> _Exercise aim_: Nothing but the lines from the line with "Mark every instance of the edible" to the end of the records below should appear in the answer, each exactly as given.
--- Data provided Enclosed Below ---
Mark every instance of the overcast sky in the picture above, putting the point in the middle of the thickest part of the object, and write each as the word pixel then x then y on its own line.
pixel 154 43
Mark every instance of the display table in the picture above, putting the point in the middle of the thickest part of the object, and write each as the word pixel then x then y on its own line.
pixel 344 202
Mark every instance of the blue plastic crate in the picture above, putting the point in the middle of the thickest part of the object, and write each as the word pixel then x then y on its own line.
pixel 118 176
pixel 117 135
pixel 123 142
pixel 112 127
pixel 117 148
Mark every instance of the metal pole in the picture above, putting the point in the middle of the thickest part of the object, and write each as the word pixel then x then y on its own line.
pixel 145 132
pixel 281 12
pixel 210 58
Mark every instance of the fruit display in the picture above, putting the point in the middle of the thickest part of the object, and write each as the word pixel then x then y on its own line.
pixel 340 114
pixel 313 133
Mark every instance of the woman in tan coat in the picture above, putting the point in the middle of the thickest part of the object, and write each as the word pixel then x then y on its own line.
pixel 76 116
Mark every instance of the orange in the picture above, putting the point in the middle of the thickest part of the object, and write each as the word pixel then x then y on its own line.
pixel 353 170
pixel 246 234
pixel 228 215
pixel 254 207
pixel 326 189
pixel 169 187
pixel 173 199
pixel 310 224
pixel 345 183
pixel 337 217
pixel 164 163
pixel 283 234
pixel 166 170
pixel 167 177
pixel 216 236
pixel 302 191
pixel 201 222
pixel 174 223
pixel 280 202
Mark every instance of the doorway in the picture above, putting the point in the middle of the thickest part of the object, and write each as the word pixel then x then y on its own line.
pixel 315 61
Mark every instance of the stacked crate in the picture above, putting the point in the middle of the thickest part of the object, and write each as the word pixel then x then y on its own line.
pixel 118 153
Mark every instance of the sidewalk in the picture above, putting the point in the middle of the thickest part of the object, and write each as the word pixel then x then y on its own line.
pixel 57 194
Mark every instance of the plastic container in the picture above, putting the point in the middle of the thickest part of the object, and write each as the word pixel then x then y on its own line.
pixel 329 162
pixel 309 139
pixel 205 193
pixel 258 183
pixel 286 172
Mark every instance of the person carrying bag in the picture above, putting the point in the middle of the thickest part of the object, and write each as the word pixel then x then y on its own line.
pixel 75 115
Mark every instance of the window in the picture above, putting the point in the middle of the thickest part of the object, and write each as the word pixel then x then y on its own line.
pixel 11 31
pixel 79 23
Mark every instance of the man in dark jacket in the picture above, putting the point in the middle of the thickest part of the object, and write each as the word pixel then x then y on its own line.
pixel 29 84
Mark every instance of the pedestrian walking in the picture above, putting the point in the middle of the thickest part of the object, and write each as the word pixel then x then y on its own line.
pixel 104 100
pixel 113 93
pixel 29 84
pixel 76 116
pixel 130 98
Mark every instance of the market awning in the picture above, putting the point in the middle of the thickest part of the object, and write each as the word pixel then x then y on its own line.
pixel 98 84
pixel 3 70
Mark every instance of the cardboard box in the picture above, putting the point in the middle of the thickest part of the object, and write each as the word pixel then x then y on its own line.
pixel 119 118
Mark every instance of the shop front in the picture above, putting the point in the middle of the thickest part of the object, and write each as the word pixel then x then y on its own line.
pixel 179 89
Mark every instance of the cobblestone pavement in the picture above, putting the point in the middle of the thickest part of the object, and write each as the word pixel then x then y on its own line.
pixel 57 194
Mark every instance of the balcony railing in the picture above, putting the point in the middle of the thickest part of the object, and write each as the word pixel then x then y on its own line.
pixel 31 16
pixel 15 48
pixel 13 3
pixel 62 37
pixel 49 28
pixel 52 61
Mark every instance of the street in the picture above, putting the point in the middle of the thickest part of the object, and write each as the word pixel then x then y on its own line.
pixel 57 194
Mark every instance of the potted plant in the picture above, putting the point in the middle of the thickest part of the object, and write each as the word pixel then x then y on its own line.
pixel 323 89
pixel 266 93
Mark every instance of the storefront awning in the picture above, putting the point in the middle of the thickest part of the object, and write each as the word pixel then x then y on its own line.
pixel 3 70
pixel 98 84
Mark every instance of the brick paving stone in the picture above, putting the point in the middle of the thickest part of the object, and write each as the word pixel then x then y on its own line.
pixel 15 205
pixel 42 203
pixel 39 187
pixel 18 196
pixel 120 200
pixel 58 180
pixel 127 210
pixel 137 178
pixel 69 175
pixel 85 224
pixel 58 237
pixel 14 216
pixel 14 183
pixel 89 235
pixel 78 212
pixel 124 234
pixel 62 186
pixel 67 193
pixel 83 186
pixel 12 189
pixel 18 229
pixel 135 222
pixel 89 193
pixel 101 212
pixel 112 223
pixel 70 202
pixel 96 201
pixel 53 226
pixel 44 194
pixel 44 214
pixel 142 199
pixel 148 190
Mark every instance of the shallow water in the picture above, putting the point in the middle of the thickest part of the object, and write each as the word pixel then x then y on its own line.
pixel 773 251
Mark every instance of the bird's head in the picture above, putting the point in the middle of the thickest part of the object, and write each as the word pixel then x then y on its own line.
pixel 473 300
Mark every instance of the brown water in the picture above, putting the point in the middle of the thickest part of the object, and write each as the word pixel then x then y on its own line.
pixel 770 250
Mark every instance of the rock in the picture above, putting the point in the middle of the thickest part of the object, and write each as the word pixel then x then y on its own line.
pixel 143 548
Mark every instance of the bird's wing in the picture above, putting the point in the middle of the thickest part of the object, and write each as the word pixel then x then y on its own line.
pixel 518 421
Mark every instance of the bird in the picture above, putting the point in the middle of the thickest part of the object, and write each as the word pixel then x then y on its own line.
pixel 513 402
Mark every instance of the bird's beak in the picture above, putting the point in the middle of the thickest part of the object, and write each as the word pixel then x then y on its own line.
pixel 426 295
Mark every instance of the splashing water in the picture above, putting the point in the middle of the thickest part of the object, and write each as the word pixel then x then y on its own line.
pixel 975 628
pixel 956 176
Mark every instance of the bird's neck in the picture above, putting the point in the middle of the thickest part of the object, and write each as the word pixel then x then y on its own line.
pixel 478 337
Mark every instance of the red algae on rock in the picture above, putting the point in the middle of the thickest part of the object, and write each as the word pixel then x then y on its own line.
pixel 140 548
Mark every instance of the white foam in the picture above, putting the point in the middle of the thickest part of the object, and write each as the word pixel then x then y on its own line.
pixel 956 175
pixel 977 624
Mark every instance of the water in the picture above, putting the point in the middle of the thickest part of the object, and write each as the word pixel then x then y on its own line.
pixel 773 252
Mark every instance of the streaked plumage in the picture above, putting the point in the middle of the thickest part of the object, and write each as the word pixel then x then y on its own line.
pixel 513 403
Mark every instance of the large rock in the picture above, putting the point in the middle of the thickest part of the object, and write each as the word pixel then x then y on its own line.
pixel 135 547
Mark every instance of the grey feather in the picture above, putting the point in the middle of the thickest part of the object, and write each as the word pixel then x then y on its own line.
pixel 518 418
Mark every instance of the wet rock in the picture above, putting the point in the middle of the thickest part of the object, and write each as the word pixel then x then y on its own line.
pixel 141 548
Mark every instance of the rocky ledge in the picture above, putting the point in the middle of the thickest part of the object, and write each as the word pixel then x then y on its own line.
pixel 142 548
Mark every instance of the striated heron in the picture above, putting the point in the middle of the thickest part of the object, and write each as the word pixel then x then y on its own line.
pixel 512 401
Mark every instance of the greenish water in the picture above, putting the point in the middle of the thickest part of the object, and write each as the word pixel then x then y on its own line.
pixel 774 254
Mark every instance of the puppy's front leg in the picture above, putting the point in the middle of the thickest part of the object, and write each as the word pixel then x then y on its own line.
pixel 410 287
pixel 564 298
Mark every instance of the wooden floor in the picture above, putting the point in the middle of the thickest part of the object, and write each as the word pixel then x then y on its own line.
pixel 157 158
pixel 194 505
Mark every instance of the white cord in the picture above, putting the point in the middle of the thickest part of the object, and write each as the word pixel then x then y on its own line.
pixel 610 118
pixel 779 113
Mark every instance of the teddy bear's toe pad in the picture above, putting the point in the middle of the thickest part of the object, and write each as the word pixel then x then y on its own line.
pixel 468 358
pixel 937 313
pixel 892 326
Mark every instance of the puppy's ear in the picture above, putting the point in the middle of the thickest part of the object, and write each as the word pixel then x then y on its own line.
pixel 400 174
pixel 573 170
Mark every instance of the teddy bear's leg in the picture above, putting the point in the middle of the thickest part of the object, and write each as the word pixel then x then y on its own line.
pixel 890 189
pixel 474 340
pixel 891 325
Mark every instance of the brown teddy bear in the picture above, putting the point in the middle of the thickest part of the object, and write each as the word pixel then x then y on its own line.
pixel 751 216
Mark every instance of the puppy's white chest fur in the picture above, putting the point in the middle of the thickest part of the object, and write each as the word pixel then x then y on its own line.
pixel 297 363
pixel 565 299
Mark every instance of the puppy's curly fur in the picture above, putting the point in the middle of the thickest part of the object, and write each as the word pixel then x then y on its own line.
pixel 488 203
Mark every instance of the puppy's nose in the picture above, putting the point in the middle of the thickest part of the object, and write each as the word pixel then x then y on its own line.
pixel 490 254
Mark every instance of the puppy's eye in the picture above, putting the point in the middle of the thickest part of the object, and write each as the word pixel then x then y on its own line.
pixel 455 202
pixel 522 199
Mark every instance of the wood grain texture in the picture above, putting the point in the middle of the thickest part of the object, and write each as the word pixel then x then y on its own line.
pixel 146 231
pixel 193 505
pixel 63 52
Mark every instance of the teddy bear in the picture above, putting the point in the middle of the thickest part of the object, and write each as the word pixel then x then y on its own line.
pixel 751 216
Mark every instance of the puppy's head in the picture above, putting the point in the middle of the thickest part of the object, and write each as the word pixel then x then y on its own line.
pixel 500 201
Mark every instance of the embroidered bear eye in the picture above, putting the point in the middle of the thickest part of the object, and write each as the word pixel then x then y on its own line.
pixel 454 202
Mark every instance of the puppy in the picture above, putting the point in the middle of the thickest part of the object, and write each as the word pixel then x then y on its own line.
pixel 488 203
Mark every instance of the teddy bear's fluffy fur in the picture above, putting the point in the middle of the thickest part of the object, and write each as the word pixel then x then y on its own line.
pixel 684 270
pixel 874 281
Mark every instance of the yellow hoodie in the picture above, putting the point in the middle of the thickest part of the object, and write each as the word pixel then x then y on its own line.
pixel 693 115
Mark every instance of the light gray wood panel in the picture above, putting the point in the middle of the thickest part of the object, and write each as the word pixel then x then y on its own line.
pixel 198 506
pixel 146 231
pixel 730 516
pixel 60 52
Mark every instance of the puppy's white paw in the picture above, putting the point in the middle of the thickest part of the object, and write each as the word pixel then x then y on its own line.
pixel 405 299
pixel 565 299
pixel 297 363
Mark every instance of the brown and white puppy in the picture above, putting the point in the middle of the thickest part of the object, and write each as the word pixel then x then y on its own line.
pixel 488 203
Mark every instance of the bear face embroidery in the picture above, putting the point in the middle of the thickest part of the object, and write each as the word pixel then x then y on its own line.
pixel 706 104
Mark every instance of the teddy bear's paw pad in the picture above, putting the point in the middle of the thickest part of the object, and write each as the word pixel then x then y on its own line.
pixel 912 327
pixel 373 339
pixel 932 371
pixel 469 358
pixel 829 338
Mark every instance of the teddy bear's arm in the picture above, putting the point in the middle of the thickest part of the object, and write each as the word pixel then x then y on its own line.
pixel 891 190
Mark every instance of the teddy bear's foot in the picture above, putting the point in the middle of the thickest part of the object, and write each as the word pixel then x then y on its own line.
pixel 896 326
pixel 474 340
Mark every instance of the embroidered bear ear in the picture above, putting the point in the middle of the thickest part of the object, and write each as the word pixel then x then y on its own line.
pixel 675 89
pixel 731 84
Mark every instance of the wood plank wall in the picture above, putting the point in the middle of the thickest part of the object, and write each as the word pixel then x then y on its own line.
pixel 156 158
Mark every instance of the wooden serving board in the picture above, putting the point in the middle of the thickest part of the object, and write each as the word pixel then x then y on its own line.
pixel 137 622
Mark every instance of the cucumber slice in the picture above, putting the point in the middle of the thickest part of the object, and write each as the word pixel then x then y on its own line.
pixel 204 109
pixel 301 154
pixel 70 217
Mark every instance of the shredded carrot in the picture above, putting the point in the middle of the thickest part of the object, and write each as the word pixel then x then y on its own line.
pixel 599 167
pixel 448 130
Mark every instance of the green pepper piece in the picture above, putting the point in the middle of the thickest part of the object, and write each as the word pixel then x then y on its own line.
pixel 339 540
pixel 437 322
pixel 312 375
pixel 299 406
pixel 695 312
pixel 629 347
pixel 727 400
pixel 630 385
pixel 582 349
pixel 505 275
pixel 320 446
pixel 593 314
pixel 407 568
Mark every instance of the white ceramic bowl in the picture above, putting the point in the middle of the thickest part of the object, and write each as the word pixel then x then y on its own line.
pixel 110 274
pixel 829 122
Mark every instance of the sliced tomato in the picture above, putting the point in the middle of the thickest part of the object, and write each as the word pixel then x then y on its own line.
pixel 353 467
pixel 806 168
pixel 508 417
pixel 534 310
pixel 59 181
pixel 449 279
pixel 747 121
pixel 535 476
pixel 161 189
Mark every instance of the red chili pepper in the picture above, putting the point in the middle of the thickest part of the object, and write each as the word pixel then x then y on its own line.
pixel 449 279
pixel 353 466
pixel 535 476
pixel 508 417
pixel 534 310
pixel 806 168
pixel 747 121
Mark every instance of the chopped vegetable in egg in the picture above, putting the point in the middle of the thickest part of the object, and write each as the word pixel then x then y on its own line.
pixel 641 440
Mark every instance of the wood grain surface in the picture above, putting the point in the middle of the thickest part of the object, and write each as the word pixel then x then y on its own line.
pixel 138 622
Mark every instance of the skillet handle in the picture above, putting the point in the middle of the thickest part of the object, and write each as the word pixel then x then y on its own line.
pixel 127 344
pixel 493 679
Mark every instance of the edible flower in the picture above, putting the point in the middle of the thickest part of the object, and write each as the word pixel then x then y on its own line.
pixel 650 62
--- End of Enclosed Data provided ---
> _Finished task_:
Mark every instance of the edible flower in the picture above, putting the point in the middle of the thickest part of the object, and write each as the word pixel then x then y on its own line.
pixel 650 62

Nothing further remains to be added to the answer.